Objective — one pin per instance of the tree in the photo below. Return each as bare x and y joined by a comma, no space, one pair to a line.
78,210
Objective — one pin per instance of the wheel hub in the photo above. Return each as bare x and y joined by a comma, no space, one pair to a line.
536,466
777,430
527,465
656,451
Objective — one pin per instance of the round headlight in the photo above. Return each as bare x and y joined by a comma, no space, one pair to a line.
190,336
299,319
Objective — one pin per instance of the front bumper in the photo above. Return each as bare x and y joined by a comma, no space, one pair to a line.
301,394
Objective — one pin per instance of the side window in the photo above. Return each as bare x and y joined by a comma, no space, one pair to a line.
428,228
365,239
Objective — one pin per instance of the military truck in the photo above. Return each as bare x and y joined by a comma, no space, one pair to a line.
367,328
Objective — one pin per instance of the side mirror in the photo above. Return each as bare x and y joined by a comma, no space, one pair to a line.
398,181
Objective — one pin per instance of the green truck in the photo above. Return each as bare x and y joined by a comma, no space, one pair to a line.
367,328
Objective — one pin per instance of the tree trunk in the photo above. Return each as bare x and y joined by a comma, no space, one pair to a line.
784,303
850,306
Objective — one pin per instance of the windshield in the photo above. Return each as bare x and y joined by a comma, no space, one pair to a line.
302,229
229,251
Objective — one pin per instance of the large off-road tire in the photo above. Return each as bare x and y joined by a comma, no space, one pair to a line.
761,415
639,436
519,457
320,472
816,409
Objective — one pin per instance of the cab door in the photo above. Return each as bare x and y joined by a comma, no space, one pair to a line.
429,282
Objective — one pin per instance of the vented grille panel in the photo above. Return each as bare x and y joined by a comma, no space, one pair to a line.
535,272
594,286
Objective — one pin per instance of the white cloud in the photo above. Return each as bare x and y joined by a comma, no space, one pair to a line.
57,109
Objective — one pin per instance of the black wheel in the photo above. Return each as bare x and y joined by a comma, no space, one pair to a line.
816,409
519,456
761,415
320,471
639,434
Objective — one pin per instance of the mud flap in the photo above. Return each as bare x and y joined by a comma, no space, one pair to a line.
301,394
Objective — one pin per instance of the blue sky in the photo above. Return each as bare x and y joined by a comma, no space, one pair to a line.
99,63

· · · · ·

Written instruction:
Rewrite all the data above, putting "marker" in place of every "pin" and leaving everything else unchanged.

Written answer:
Objective — one marker per instance of the tree in the photo below. Return each as bare x and y joined by a comma, no space, one pair to a line.
78,210
Objective — one marker per instance of the wheel hub in the photo above. Return each as bare x and y joined by a comma, no space, one pair to a line.
536,466
777,430
527,465
656,451
Objective — one marker per instance of the round headlight in the photo above. Return each as bare x and y joined by a comma, no space, one pair to a line.
190,336
299,319
Objective — one marker per instance of the front bumper in the photo above. Return each as bare x and y joined by a comma, no space, one pair to a line.
301,394
Objective — one marker per instance of the side window in the photo above. Return each as bare x and y joined by a comma, no space, one pair to a line.
428,228
365,239
Objective — one marker per instance of the military truck in the photo above. Return each as bare x and y joined by a comma, no space, one pair to a line.
367,328
Objective — one marker per instance of the side mirror in the photo above. Return each as bare x and y joined by a comma, no space, one pair to a line.
398,181
Objective — one marker per instance of the green truck in the photo above. Return each as bare x and y joined by a comma, no space, one pair to a line.
367,328
Objective — one marker per instance of the tree trunk in the photo above. Return each as bare x and y joined by a comma, no space, one pair to a line.
784,303
850,306
Objective — one marker per instance of the windshield in the photo above. Return each as bare x and y joined by a comma, no space, one pair to a line.
302,229
229,251
Objective — one marker per instance of the large off-road tire in the photo above. Return each as bare x and y joined by a comma, no space, one pair to a line.
761,415
639,436
519,457
320,472
816,409
Objective — one marker per instance of the cab door in the photo above. Return each as bare x and y joined by a comma, no space, one pair to a line.
429,282
Objective — one marker per instance of the vented grille panel in the photo above. Return each as bare x and y joined by a comma, no space, one pair to a line.
535,272
594,286
Objective — one marker per instance of the white cloud in the photo above. Return each as bare x and y joined by a comma, no space, one pair to a line.
57,109
Objective — one marker per instance of the black wheel in the photo above. Return each as bare x and y joined by a comma, no space, one pair to a line.
816,409
519,456
761,415
320,471
639,434
Objective — one marker per instance of the mud flap in the photo above. Return each as bare x and y joined by a comma, no space, one pair to a line.
301,394
Objective — one marker per instance of the blue sky in the photo above. Return each as bare x and y joined by a comma, no space, one pair to a line.
99,63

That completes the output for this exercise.